→ ESTRATTO DEL DOCUMENTO
----------------------------------------
In effetti, diventare chef-patron alla vigilia della crisi epocale…

Lo so, ma non è che puoi aprire un ristorante pensando a quanto verrà. Ci sono sempre stati periodi fortunati o meno per il nostro lavoro, e io per natura non mi rassegno al grigio. Ma dovevo farlo, in quel preciso momento. Anche se stavo bene da Peck, sia chiaro. Come ero a mio agio anche alle Clivie nelle Langhe o in Albereta.

 

Ma…

Ho avuto una formazione classica: uno inizia come commis, se è bravo diventa capo partita, poi sous chef e finalmente chef. Il gradino finale è fare il patron, lo trovo giusto. Perché sei libero, autonomo nel bene e nel male. Puoi sognare e costruire, senza chiedere a nessuno. Devi basarti sul frutto del tuo lavoro e quindi sulle tue capacità. Puoi crescere ancora, rischiando.

 

Il passaggio in Galleria nasce da questa esigenza?

Lo sentivo necessario. Volevo un posto molto più grande, importante e l’ho trovato lì (è su più piani, dove c’era lo shop Mercedes-Benz, ndr): per lavorare divertendomi di più, nelle varie situazioni che offrirà.
----------------------------------------
→ COSA FARAI
A – Secondo l'estratto, quale negozio c'era prima nel locale in Galleria?
B – Trascrivi fedelmente il passo dell'estratto da "Lo so, ma non" a "crescere ancora, rischiando.".
Per rispondere, basati soltanto sull'estratto.

→ RIGHE DI DATI
----------------------------------------
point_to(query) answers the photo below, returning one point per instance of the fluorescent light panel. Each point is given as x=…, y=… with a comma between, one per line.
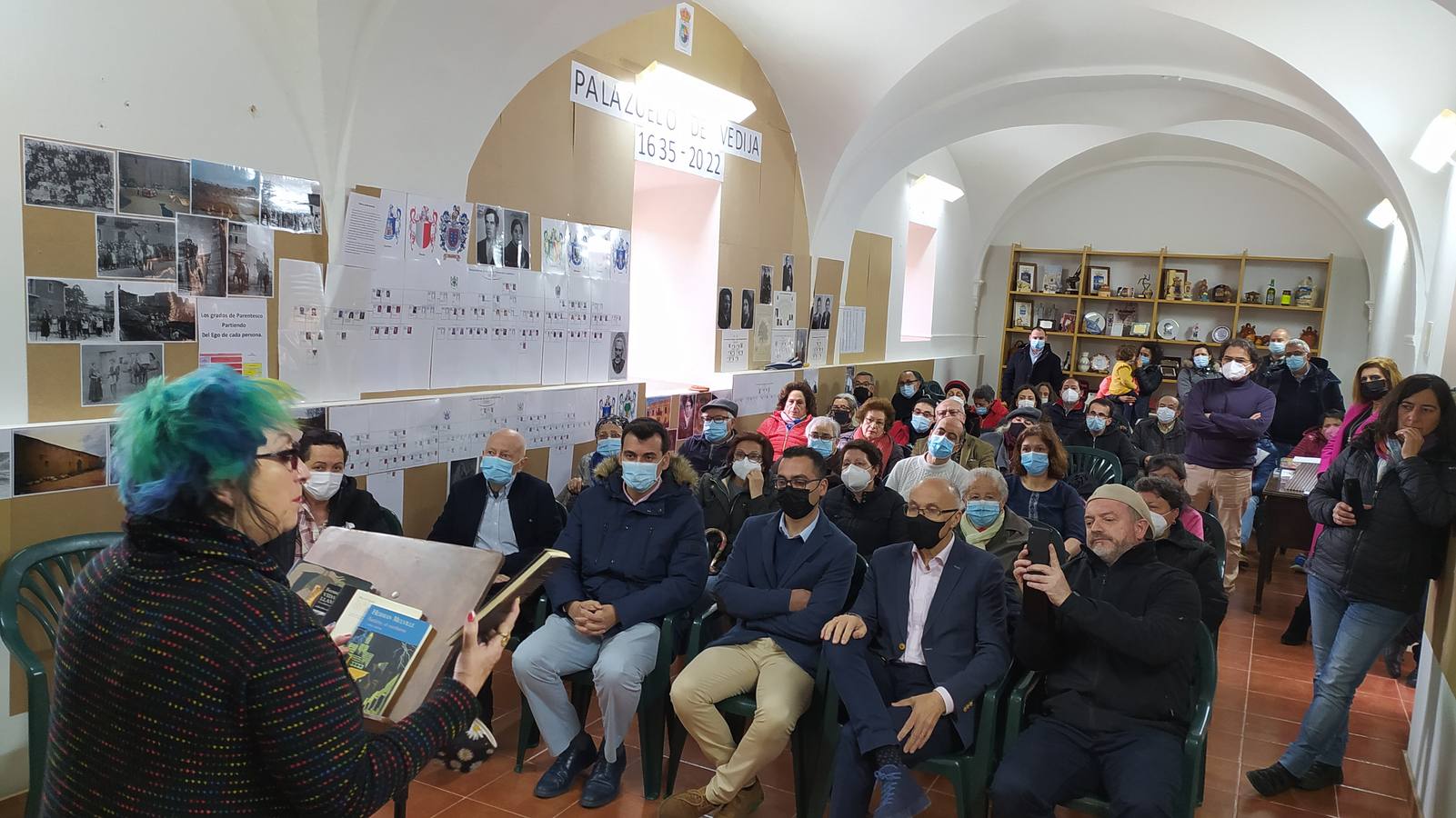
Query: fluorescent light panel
x=1382, y=215
x=939, y=188
x=1437, y=143
x=668, y=84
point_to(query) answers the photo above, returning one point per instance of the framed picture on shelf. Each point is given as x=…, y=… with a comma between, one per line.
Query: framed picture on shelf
x=1021, y=314
x=1025, y=277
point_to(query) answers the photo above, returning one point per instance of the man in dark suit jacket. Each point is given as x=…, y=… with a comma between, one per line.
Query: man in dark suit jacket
x=925, y=638
x=503, y=510
x=787, y=575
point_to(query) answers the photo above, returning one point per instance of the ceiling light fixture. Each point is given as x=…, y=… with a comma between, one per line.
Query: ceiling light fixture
x=1437, y=143
x=939, y=188
x=1382, y=215
x=686, y=91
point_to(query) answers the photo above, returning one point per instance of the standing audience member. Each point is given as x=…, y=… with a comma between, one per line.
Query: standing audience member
x=869, y=514
x=787, y=576
x=1039, y=491
x=1117, y=651
x=923, y=639
x=609, y=444
x=1371, y=565
x=1225, y=421
x=788, y=425
x=1031, y=364
x=1199, y=367
x=637, y=554
x=709, y=449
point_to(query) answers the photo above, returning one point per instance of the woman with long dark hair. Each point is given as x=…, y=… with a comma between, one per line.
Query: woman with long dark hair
x=1371, y=565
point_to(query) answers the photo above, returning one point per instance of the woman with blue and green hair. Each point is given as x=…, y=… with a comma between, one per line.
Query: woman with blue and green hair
x=188, y=677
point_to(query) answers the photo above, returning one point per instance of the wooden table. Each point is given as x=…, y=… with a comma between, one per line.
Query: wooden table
x=1283, y=520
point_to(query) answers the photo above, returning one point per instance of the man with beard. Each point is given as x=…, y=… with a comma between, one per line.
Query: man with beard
x=1116, y=645
x=925, y=639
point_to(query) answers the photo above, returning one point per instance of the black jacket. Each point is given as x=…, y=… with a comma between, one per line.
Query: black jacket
x=1401, y=544
x=1019, y=372
x=535, y=517
x=1119, y=651
x=879, y=520
x=1181, y=549
x=1300, y=404
x=1150, y=440
x=724, y=508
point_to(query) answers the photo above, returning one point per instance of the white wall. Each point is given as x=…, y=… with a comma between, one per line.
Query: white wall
x=1187, y=208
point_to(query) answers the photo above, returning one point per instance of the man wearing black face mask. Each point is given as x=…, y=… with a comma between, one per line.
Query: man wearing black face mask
x=787, y=575
x=925, y=638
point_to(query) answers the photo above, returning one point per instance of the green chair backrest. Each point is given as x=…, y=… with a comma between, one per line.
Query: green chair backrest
x=35, y=580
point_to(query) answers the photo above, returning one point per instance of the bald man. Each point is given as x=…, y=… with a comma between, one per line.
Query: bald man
x=501, y=510
x=925, y=638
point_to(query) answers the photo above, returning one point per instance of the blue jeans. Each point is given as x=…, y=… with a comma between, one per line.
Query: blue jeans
x=1347, y=638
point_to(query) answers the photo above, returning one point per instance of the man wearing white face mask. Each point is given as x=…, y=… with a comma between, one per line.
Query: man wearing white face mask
x=1226, y=416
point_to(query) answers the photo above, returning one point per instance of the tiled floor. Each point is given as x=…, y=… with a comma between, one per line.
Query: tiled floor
x=1262, y=692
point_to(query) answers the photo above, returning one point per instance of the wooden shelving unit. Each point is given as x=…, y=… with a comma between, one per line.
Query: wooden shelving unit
x=1240, y=271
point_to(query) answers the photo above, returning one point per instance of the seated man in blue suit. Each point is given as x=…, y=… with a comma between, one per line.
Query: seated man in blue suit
x=787, y=575
x=925, y=638
x=637, y=554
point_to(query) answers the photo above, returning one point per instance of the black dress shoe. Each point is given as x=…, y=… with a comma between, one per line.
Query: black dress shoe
x=605, y=782
x=561, y=774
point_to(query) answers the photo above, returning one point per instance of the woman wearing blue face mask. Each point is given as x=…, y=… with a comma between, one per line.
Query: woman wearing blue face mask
x=609, y=443
x=1199, y=367
x=1039, y=491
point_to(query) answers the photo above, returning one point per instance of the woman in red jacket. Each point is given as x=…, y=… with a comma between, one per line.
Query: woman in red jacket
x=788, y=425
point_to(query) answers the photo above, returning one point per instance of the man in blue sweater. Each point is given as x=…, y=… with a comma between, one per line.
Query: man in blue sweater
x=637, y=554
x=787, y=575
x=1226, y=418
----------------------------------------
→ SOLUZIONI
A – Lo shop Mercedes-Benz.

B –
Lo so, ma non è che puoi aprire un ristorante pensando a quanto verrà. Ci sono sempre stati periodi fortunati o meno per il nostro lavoro, e io per natura non mi rassegno al grigio. Ma dovevo farlo, in quel preciso momento. Anche se stavo bene da Peck, sia chiaro. Come ero a mio agio anche alle Clivie nelle Langhe o in Albereta.

 

Ma…

Ho avuto una formazione classica: uno inizia come commis, se è bravo diventa capo partita, poi sous chef e finalmente chef. Il gradino finale è fare il patron, lo trovo giusto. Perché sei libero, autonomo nel bene e nel male. Puoi sognare e costruire, senza chiedere a nessuno. Devi basarti sul frutto del tuo lavoro e quindi sulle tue capacità. Puoi crescere ancora, rischiando.